§ INSTRUCTIONS TO FOLLOW:
Rewrite each of the items with "orchid plant" replaced by "flowering plant" and every other part left unchanged.

§ MATERIAL FOR THIS EXERCISE:
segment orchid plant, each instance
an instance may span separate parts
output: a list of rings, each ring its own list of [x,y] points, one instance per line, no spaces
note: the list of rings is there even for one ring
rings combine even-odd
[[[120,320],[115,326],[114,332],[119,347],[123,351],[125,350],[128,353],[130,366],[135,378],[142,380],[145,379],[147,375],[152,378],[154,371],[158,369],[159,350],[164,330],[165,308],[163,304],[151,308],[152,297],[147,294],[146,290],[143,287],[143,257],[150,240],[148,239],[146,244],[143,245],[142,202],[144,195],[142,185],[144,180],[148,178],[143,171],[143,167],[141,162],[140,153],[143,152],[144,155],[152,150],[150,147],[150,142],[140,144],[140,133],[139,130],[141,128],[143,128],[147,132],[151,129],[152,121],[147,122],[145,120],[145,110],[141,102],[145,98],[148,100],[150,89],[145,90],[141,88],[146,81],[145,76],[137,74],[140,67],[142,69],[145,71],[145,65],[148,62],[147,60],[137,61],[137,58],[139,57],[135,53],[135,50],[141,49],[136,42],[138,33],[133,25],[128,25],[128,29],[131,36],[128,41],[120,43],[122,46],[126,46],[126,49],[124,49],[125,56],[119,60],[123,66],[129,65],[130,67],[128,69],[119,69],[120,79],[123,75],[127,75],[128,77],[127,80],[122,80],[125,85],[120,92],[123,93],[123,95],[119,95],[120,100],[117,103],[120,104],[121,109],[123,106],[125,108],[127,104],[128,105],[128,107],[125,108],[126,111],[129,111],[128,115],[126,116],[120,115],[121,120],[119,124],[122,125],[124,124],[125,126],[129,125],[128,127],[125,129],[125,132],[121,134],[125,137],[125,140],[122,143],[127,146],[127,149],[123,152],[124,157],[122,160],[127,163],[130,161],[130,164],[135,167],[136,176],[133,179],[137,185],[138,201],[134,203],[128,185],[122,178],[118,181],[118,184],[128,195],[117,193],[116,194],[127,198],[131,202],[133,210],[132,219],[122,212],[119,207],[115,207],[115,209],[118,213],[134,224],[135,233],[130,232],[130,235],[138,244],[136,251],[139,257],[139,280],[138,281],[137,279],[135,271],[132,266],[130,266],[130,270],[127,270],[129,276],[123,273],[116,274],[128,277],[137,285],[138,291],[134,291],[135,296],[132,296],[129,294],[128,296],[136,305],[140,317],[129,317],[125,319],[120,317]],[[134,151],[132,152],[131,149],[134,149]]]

§ ANSWER TO THE TASK:
segment flowering plant, each instance
an instance may span separate parts
output: a list of rings, each ring its own list of [x,y] points, one instance per line, no spaces
note: the list of rings is there even for one ring
rings combine even-odd
[[[120,320],[115,326],[114,332],[119,347],[123,351],[125,350],[128,353],[130,366],[135,378],[142,380],[145,379],[147,375],[152,378],[154,371],[158,369],[159,350],[164,330],[165,308],[163,304],[151,308],[152,297],[147,294],[146,290],[143,287],[143,257],[150,240],[148,239],[146,244],[143,245],[142,202],[144,195],[142,185],[144,180],[148,178],[143,171],[143,167],[141,162],[140,153],[143,152],[144,155],[152,150],[150,147],[150,142],[140,144],[140,133],[139,130],[141,128],[143,128],[147,132],[151,129],[152,121],[147,122],[145,120],[145,110],[141,102],[145,98],[148,100],[150,89],[145,90],[141,88],[146,81],[145,76],[137,74],[140,67],[142,69],[145,71],[145,65],[148,62],[147,60],[137,61],[137,58],[139,57],[135,53],[135,50],[141,49],[136,42],[138,33],[133,25],[128,25],[128,29],[131,36],[128,41],[120,43],[122,46],[126,46],[126,49],[124,49],[125,56],[119,60],[123,66],[129,65],[130,67],[128,69],[119,69],[120,79],[123,75],[127,75],[128,77],[127,80],[122,80],[125,85],[120,92],[123,93],[123,95],[119,95],[120,100],[117,103],[120,104],[121,109],[123,106],[125,108],[127,104],[128,105],[128,107],[125,108],[126,111],[129,111],[128,115],[126,116],[120,115],[121,120],[119,124],[122,125],[124,124],[125,126],[129,125],[128,127],[125,129],[125,132],[121,134],[125,137],[125,140],[122,143],[127,146],[127,149],[123,152],[124,157],[122,160],[127,163],[130,161],[130,164],[135,167],[136,176],[133,179],[137,185],[138,201],[134,203],[128,185],[122,178],[118,181],[118,184],[128,195],[117,193],[116,194],[127,198],[131,202],[133,210],[132,219],[122,212],[119,207],[115,207],[115,209],[118,213],[134,224],[135,233],[130,232],[130,235],[138,244],[136,251],[139,257],[139,280],[138,281],[137,279],[135,271],[132,266],[130,266],[130,270],[127,270],[129,276],[123,273],[116,274],[128,277],[137,285],[138,291],[134,291],[135,296],[132,296],[129,294],[128,296],[136,305],[140,317],[129,317],[125,319],[120,317]],[[134,151],[132,152],[131,149],[134,149]]]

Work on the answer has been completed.